***** Texto elegido

A pesar de la opinión popular, Godard sigue siendo un poeta enamorado de la existencia, un artista que sufre en sus entrañas la decadencia de un paradigma, de un entendimiento del mundo y de un alma que vuelve a estar en peligro, pues el sistema continúa erosionando las relaciones entre los hombres y las palabras. Nadie puede imaginar qué hubiese sido del hombre sin un lenguaje. Aún hoy, ni siquiera los expertos saben con exactitud cómo funciona dentro de nuestro cerebro algo tan sofisticado y complejo. La poetisa Emily Dickinson escribió una vez que el cerebro es más amplio que el cielo y que por tanto representa algo así como el peso de Dios. Godard, al igual que la famosa  escritora de Massachusetts, sabe que la Naturaleza es lo que vemos, es lo que oímos, es lo que sabemos, pero que ante tanta simplicidad, se nos hace imposible crear una palabra para hablar de ello; quizá el lenguaje común es algo demasiado complejo para hablar de algo tan insignificante como somos nosotros, tal vez no es suficiente para que nos podamos comprender. Somos partículas flotando en el aire, naves ardiendo más allá de Orión y nadie sabe por qué hemos llegado hasta un callejón sin salida. En Adiós al lenguaje, las únicas imágenes realmente felices son aquellas en las que aparece un perro vagabundo surcando un bosque o las vivas copas de los árboles vistas desde el suelo, entrecruzando sus ramas ante nosotros, reflejando los colores que capta en silencio, una pequeña cámara perdida en la inmensidad del universo. Si como afirma el escritor español J.S.T. Urruzola, la cámara es el aire y el aire que rodea una escena está bajo la mirada de Dios, Godard consigue que su mirada interrumpa la intimidad escondida de las cosas, el cartón cutre que todos ocultan sin saber, mostrando la desacralización que nosotros mismos hemos hecho de la vida -o que el mismo lenguaje ha hecho de lo existente-; así, el ojo de Dios no desacraliza, sino que muestra exactamente de qué trata la realidad que se manifiesta. Por eso en sus imágenes, Godard nos devuelve un cachito de honestidad y de silencio, un respiro verdadero ante la confusión que genera la huída del lenguaje, imaginando su desaparición como la catástrofe del porvenir.

**********
***** Datos para revisar

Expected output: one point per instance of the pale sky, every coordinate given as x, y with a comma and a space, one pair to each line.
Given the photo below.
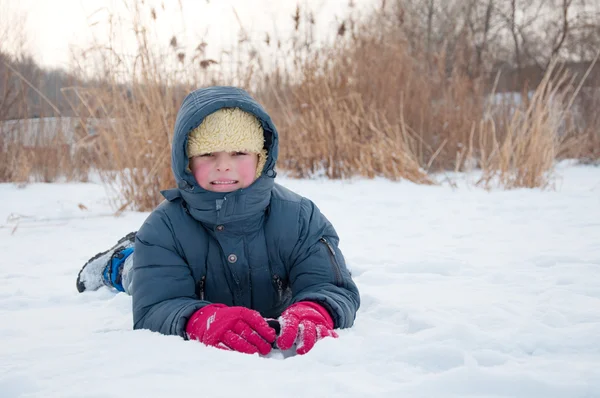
53, 27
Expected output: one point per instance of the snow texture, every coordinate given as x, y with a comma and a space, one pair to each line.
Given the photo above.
465, 293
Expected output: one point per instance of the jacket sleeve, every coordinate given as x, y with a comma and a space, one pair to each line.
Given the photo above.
318, 272
163, 287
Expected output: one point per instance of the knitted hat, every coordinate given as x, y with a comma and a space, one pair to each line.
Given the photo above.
229, 130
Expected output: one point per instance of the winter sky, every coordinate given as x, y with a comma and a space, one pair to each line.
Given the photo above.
54, 28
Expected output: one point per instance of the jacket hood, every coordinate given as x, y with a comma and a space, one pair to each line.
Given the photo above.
219, 207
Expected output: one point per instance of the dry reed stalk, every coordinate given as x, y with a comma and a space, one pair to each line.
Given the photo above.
524, 155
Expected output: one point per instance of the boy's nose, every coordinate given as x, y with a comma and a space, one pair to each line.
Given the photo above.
223, 164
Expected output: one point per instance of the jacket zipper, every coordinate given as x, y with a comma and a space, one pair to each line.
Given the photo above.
200, 287
279, 284
333, 258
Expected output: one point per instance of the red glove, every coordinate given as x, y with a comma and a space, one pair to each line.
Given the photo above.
231, 328
304, 323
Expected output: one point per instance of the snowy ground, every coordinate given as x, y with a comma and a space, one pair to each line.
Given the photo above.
466, 293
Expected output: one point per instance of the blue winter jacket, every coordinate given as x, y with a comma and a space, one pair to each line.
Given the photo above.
263, 247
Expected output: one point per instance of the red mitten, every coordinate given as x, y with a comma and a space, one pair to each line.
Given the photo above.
231, 328
304, 323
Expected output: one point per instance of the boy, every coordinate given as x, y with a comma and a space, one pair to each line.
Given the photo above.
229, 250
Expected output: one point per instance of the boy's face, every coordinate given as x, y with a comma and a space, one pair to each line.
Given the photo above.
224, 171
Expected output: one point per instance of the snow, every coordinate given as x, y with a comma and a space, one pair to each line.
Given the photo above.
465, 293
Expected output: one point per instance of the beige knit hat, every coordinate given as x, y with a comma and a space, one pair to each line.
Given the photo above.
229, 130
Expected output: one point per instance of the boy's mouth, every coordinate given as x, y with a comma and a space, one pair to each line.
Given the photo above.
224, 182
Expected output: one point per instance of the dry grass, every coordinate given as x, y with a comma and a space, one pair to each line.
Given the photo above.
370, 104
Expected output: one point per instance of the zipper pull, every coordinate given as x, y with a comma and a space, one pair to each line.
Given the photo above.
279, 284
201, 287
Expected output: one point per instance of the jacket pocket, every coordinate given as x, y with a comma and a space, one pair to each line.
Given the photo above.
337, 270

**********

Instrucciones de trabajo: Resume en dos oraciones el texto sobre Godard.

Solución completa: Godard sigue siendo un poeta enamorado de la existencia que sufre la decadencia de un paradigma, mientras el sistema sigue erosionando las relaciones entre los hombres y las palabras. En sus imágenes nos devuelve un poco de honestidad y de silencio frente a la confusión que causa la huida del lenguaje, cuya desaparición imagina como la catástrofe del porvenir.